» **REQUIREMENT 1**: Rewrite the pointing dataset entries that follow the Wolf Creek Pass text, changing every "instance" to "occurrence" and keeping everything else the same. Omit the pictures from your answer.

○ ○ ○ ○

Don't Pillage Wolf Creek!

Friends of Wolf Creek is a coalition to defend Wolf Creek Pass from a proposed "village" of 10,000 people proposed by Red McCombs

Wolf Creek Pass needs your help to remain the beautiful area that you and thousands of others know and love. Out-of-state developers continue to pursue plans for a "Village" at Wolf Creek, a city of 8,000-10,000 people at the top of the Pass.

This intense development plan in an otherwise undeveloped area entirely surrounded by National Forest would dramatically impact the entire region. Impacts of the proposed development threaten local businesses in nearby Archuleta and Rio Grande Counties, unspoiled backcountry recreation opportunities along the Continental Divide, water supply and water quality for downstream communities, rare and ecologically valuable fen wetlands, and one of the most critical wildlife corridors in the Southern Rocky Mountains.
Current Status

On March 23, 2015 the US Forest Service responded to our Objection on the decision to approve the land exchange at Wolf Creek Pass. The Service largely ignored the issues raised in our Objection, but has sent the decision back to the Forest Supervisor, Dan Dallas, to explain why he didn't follow existing Lynx protections in his decision to approve the land exchange. Once those changes are made the final Record of Decision will be issued, and we we will announce our next steps in this fight to protect Wolf Creek Pass.


San Juan Citizens Alliance
Phone: (970) 259-3583

About The San Juan Citizens Alliance:
In 1986 a group of concerned citizens joined forces, launching the Alliance to protect their families and neighbors from the impacts of unchecked oil and gas development.  Over the years, the organization grew to address a broad array of regional environmental issues, including climate change, coal mines and power plants, rivers, oil and gas development, forest health and lands protections.

○ ○ ○ ○

» **REQUIREMENT 2**: Extend the Wolf Creek Pass text above, picking up after its final sentence.

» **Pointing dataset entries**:

○ ○ ○ ○

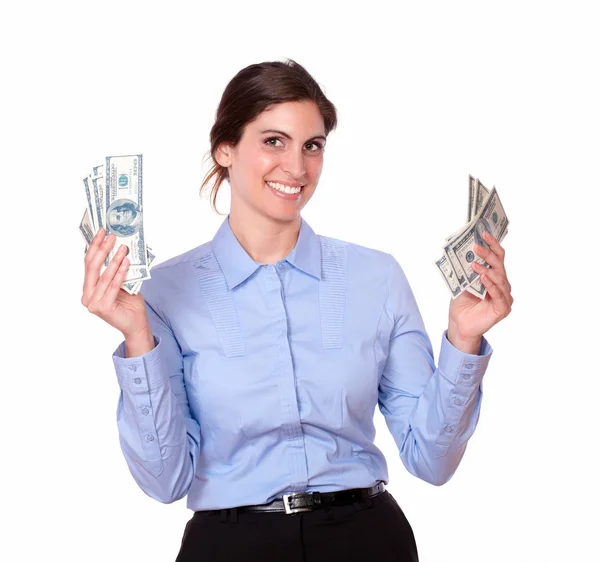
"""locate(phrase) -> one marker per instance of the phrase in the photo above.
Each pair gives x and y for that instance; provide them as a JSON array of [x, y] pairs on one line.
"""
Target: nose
[[293, 163]]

○ ○ ○ ○

» **EXPECTED OUTPUT 1**:
"""locate(phrase) -> one marker per occurrence of the phrase in the photo above.
Each pair gives x and y for that occurrence; provide them as a JSON array of [x, y] pairs on one line.
"""
Target: nose
[[293, 163]]

» **EXPECTED OUTPUT 2**:
The Alliance is currently home to hundreds of members who care passionately about preserving the unique qualities of this region.  They are supported by five full time staff who add decades of technical and strategic expertise to the cause. Below are a few examples of our accomplishments.

Secured La Plata County’s first oil and gas regulations mitigating surface impacts from rapidly proliferating coalbed methane gas production.

Defended Canyon of the Ancients National Monument against seismic exploration, securing important mitigation commitments to protect archeological sites and rare reptiles.

Mobilized more than 70,000 comments against a new proposal for hundreds of coalbed methane wells in the HD Mountains, and secured unanimous resolutions from every local government opposing the drilling.

Defeated the proposed Desert Rock coal-fired power plant on the Navajo Nation in New Mexico.  The air permit was revoked following an appeal by SJCA and partner organizations, confirming EPA’s failure to consider regional impacts of particulate mater, mercury, ozone-forming emissions, and carbon dioxide.

Played a key role in the creation of the Hermosa Creek Watershed Protection Act, a locally driven consensus-based bill to establish 38,000 acres of wilderness as well as additional protections for the health of the watershed.

Take Action Today
Democracy thrives when people participate in public processes.  We’re here to help that happen.  Below you will find links that allow you to quickly contribute your voice to important and timely projects.  It takes just a few minutes, but makes a world of difference.  Speak up, speak out, speak now.

San Luis Valley Ecosystem Council
Over a Decade of Dedication to Public Lands

(SLEC has been involved in a wide variety of efforts and produced some impressive results. For their full list be sure to visit their webpage and scroll down.)   

2005, SLVEC and Colorado Wild filed a lawsuit challenging the Rio Grande County Commissioners' decision on accepting the "Village at Wolf Creek" plat design, a proposed development of 2,122 units near the continental divide. District Judge Kuenhold agreed with the claim because there was no year round access to the land.

2006-2012, Colorado Wild and SLVEC challenged the Forest Service EIS decision granting access to "Village at Wolf Creek". In 2008 Supreme Court Justice Kane agreed with these claims, including the Forest Service narrowing the scope of the EIS. Another "Village at Wolf Creek" land exchange is now being proposed and analyzed.

Wolf Creek Village & Ski Expansion

Wolf Creek Pass sits on the Continental Divide within the 
San Juan Mountains of Southern Colorado. 
Its waters drain to the San Juan River and the Pacific Ocean and
to the Rio Grande which flows to the Gulf of Mexico.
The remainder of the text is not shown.